Given request »
Count the lines in the records below that contain the string "white", treating uppercase and lowercase letters as different. Reply with the number alone.

Dataset records »
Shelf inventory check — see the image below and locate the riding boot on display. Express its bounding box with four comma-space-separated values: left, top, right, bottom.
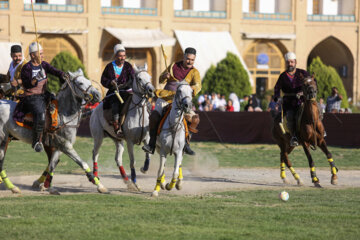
184, 140, 196, 156
184, 114, 200, 156
113, 120, 124, 138
142, 111, 161, 154
32, 130, 44, 152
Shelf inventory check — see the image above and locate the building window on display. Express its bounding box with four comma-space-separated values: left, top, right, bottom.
249, 0, 256, 12
313, 0, 320, 15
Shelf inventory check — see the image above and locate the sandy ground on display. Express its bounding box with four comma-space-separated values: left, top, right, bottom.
0, 166, 360, 197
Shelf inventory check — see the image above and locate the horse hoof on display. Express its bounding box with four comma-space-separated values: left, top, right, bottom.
160, 181, 166, 190
283, 178, 290, 184
10, 186, 21, 193
297, 179, 304, 187
140, 167, 147, 174
165, 183, 172, 191
31, 180, 42, 190
97, 183, 108, 193
331, 175, 337, 185
175, 179, 182, 190
49, 187, 60, 195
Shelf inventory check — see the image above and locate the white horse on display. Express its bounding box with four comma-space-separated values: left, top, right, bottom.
90, 65, 155, 190
152, 81, 193, 197
0, 69, 107, 194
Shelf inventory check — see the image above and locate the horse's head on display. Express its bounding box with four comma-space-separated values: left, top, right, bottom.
175, 81, 193, 113
303, 75, 317, 100
133, 64, 155, 97
66, 68, 101, 103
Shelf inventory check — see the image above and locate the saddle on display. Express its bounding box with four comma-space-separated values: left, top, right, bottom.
13, 99, 59, 133
157, 103, 189, 139
103, 95, 132, 127
280, 103, 304, 134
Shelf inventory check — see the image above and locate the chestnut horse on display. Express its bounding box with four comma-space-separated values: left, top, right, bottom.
272, 76, 338, 187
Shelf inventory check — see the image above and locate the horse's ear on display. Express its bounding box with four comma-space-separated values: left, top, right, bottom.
68, 71, 75, 79
133, 63, 139, 72
76, 68, 84, 76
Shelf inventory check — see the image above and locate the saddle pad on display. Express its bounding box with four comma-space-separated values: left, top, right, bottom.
14, 100, 59, 131
157, 104, 189, 139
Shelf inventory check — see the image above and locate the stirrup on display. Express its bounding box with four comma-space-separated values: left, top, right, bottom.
33, 142, 44, 152
141, 144, 155, 154
290, 136, 299, 147
184, 143, 196, 156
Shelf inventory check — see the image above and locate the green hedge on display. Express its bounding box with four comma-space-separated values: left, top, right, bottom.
308, 57, 349, 108
201, 52, 251, 97
47, 51, 87, 93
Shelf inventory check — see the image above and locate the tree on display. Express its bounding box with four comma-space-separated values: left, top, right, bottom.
201, 52, 251, 97
308, 57, 349, 108
47, 51, 87, 93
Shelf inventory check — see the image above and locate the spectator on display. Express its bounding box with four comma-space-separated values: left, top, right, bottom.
240, 95, 250, 111
319, 98, 326, 113
267, 95, 281, 112
229, 93, 240, 112
219, 95, 226, 107
226, 99, 234, 112
326, 87, 342, 113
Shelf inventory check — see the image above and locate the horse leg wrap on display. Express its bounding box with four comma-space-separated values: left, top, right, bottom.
154, 177, 161, 192
328, 158, 338, 175
38, 167, 49, 183
0, 170, 15, 189
178, 166, 184, 180
44, 172, 54, 188
119, 166, 129, 181
131, 168, 136, 183
289, 167, 300, 180
310, 167, 319, 183
143, 158, 150, 171
169, 178, 177, 189
280, 163, 286, 179
85, 168, 100, 185
93, 162, 99, 178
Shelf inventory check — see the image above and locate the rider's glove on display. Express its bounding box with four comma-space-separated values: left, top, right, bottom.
35, 69, 46, 82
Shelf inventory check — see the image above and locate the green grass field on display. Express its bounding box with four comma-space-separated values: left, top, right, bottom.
0, 188, 360, 240
4, 138, 360, 175
0, 138, 360, 240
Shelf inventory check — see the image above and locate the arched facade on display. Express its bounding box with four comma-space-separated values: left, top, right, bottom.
243, 40, 286, 96
25, 34, 84, 62
307, 36, 354, 97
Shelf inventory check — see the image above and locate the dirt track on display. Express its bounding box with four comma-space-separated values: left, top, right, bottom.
0, 168, 360, 197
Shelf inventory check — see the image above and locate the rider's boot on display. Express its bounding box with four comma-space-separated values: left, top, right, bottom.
142, 110, 161, 154
113, 120, 124, 138
184, 114, 200, 156
32, 131, 44, 152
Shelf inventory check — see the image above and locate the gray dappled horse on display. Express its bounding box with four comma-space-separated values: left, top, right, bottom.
152, 81, 193, 197
0, 69, 107, 194
90, 65, 155, 190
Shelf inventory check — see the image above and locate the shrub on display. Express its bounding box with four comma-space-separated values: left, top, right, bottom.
201, 52, 251, 97
47, 51, 87, 93
308, 57, 349, 108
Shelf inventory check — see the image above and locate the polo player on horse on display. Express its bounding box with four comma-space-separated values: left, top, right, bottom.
101, 44, 135, 138
142, 47, 201, 155
274, 52, 309, 147
21, 42, 65, 152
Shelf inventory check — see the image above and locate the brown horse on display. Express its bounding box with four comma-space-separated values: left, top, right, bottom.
272, 77, 338, 187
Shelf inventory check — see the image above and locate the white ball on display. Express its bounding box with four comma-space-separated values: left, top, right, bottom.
279, 191, 289, 202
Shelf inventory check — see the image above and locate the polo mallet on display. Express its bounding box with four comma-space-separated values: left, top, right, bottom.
31, 0, 41, 64
114, 84, 124, 104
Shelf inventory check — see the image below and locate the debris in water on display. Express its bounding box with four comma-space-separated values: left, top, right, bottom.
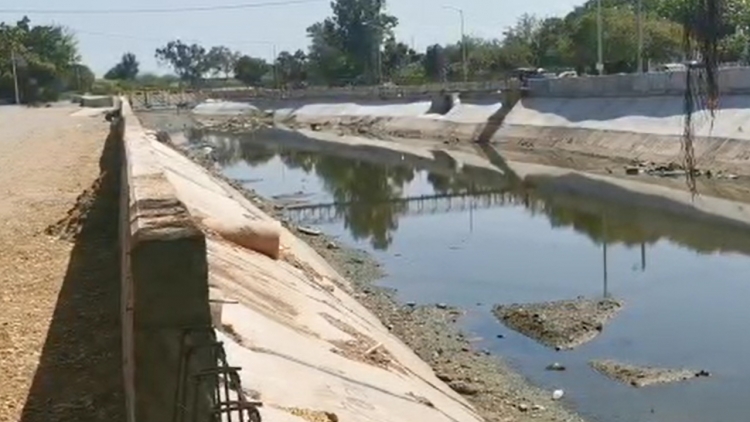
546, 362, 566, 371
297, 226, 323, 236
493, 299, 622, 350
590, 360, 710, 387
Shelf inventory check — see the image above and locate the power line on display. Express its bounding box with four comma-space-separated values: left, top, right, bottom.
71, 28, 275, 45
0, 0, 323, 15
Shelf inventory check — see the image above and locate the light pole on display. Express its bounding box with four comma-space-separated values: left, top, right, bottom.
443, 6, 469, 82
636, 0, 643, 73
10, 46, 21, 104
596, 0, 604, 75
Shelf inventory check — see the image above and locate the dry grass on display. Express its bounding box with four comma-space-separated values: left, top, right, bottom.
0, 107, 124, 421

Final answer »
2